Selected extract:
****

Preferred Practice Pattern

Key Features


  • American Medical Association (AMA) has developed standard nomenclature for athletic injuries to ligamentous structures1

    • 1st degree sprain: minor tear of ligament fibers

    • 2nd degree sprain: partial tear of ligament structure

    • 3rd degree sprain: complete tear of ligament

Essentials of Diagnosis

  • Clinical diagnosis of a partial tear1

    • Asymmetric Lachman test

    • Negative pivot-shift test

    • KT-1000 arthrometer test ≤ 3mm

    • Confirming arthroscopic observation

  • Medial and lateral menisci and medial collateral ligament (MCL) are commonly injured with the ACL2

  • History

    • Contact injuries: typically due to application of varus or valgus force to the knee imposing a shear force on the joint

    • Risk for injury increased by2

      • Sudden deceleration

      • Abrupt change in direction

      • Hyperextension of the knee

    • Non-contact injuries (70% of ACL injuries4) typically due to3

      • Deceleration and change in direction (cutting maneuvers)

****

Parts of the exercise:
1. In the ACL injury outline, how is a 2nd degree sprain described?
2. Please resume the ACL injury outline from its final bullet and carry on in the same outline style.
The listing isn't needed for these tasks.

****

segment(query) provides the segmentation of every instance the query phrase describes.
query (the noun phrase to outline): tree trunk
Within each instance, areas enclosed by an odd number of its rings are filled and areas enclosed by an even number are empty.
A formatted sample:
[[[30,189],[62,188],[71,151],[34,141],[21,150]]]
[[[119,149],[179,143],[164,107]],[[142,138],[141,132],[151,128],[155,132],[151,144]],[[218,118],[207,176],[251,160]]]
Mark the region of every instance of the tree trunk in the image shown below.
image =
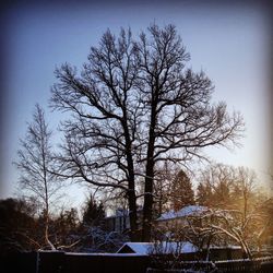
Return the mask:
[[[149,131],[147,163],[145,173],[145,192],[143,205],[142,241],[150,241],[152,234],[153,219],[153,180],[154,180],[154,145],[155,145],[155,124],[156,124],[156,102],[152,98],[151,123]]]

****

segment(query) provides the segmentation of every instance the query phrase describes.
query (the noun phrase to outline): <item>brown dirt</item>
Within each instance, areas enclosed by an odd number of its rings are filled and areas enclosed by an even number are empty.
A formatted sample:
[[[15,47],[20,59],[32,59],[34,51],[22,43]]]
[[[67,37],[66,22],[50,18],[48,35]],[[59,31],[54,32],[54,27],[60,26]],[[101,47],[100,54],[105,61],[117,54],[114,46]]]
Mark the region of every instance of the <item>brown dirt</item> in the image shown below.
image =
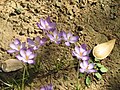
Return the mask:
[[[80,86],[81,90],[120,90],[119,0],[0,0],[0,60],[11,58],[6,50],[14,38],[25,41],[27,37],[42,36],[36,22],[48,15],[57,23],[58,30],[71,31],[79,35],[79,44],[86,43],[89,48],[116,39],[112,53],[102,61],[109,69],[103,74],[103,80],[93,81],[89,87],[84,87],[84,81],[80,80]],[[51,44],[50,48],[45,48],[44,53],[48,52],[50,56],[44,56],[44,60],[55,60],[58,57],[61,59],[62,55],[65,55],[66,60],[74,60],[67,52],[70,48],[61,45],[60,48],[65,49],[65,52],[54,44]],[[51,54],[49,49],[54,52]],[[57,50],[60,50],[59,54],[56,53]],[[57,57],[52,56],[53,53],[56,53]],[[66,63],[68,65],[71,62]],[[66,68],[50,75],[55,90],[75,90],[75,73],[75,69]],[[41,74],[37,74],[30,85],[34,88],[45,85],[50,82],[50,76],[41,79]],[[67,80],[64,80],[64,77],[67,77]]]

****

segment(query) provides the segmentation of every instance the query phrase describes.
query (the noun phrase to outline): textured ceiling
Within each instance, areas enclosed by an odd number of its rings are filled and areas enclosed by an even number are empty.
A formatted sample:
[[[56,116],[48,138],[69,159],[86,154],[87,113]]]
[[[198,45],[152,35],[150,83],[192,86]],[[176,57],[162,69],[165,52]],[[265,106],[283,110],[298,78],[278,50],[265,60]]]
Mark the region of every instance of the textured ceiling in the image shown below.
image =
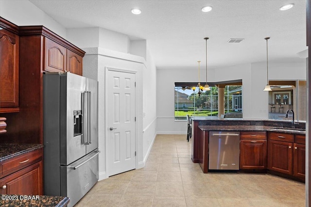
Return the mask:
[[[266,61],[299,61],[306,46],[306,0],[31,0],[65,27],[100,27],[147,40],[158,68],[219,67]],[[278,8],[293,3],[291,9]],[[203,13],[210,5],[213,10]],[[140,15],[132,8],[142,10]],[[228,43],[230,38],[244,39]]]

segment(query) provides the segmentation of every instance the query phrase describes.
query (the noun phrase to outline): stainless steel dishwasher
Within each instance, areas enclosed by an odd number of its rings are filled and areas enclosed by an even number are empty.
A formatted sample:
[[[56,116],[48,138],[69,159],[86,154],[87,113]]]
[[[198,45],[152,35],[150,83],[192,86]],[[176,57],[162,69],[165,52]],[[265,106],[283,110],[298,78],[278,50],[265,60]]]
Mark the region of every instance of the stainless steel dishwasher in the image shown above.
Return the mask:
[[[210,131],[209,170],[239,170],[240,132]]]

****

Expected outputs:
1. A partial tear of ligament structure.

2.
      • Landing from a jump in full knee extension

      • Pivoting with planted foot and extended knee

      • Hyperextension/flexion of the knee

General Considerations

  • It is estimated that more than 250,000 ACL injuries occur in the United States each year2

  • 75,000–100,000 ACL reconstructions performed annually5


  • ACL injuries reported to be 2–9 times more likely in females than in males4,6

Clinical Findings

Signs and Symptoms

  • Feelings of instability in the knee7

  • Severe pain at the time of injury 7

  • Audible pop at the time of injury7

  • Immediate swelling at the time of injury (effusion)

Functional Implications

  • Instability of the knee during weight-bearing tasks

  • Ambulation distance

  • Squatting

  • Activities requiring single-leg stance (donning lower extremity clothing)

  • Mobility on uneven terrain

Possible Contributing Causes

  • Female sex

    • Tendency of females to land from a jump and change direction in a more erect posture, characterized with increased knee and hip extension3,8

    • Tendency of females to land with increased knee valgus3,8

    • Pelvic structure and lower-extremity alignment that result in a varied Q-angle9

    • More narrow intercondylar notch3,9

    • Smaller ACLs3,9

    • Increased estrogen levels and related increase in laxity.3 (This is controversial in research literature.)

  • Increased duration ...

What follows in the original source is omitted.